Print the stretch of items below from the line containing "Task: where can the pine" through the line containing "x=391, y=181", both included, reproducing each line without any change.

=== STORED ROWS ===

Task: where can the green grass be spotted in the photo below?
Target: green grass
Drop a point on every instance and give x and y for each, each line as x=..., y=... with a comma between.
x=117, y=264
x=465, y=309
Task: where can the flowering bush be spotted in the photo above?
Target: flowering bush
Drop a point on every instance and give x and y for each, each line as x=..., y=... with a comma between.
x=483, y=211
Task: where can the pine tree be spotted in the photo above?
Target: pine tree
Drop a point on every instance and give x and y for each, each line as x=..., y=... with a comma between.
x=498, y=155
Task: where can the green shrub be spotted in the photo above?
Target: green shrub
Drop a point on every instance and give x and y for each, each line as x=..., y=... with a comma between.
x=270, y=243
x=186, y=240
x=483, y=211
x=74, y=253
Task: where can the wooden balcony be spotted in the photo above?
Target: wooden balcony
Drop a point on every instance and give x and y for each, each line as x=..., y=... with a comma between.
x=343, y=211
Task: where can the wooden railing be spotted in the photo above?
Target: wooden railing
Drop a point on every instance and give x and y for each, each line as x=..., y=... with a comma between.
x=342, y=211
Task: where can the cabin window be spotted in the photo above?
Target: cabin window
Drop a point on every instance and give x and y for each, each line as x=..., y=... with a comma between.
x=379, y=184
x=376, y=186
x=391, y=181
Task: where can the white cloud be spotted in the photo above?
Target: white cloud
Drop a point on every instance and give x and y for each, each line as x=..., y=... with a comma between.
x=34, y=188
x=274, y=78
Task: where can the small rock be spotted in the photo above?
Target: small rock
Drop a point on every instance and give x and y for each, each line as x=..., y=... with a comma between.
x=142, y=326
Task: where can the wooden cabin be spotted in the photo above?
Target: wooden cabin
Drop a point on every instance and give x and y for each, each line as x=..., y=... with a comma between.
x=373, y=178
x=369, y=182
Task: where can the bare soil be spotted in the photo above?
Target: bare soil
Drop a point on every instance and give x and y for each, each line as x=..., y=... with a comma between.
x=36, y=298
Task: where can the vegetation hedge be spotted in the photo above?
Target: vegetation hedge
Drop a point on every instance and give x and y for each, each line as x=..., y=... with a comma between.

===

SOLUTION TO THE PROBLEM ::
Task: where can the pine tree be spotted in the photo above?
Target: pine tree
Drop a point on every instance and give x and y for each, each line as x=..., y=... with a comma between.
x=498, y=155
Task: where can the green shrub be spotted in the photo above?
Target: green shrub
Drop a point on every instance and give x and y for each, each line as x=..., y=... with a comma between.
x=270, y=243
x=186, y=240
x=483, y=211
x=74, y=253
Task: where can the wooden balcony be spotted in the photo above?
Target: wooden balcony
Drop a point on every instance and give x and y for each, each line as x=..., y=... with a comma between.
x=343, y=211
Task: where can the wooden railing be spotted in the photo above?
Target: wooden railing
Drop a point on every instance and give x and y for each, each line as x=..., y=... with a comma between.
x=342, y=211
Task: where can the cabin window be spotted in the photo above?
Target: cabin window
Drop a point on every instance and give x and y for each, each line as x=..., y=... with a comma between.
x=379, y=184
x=376, y=186
x=391, y=181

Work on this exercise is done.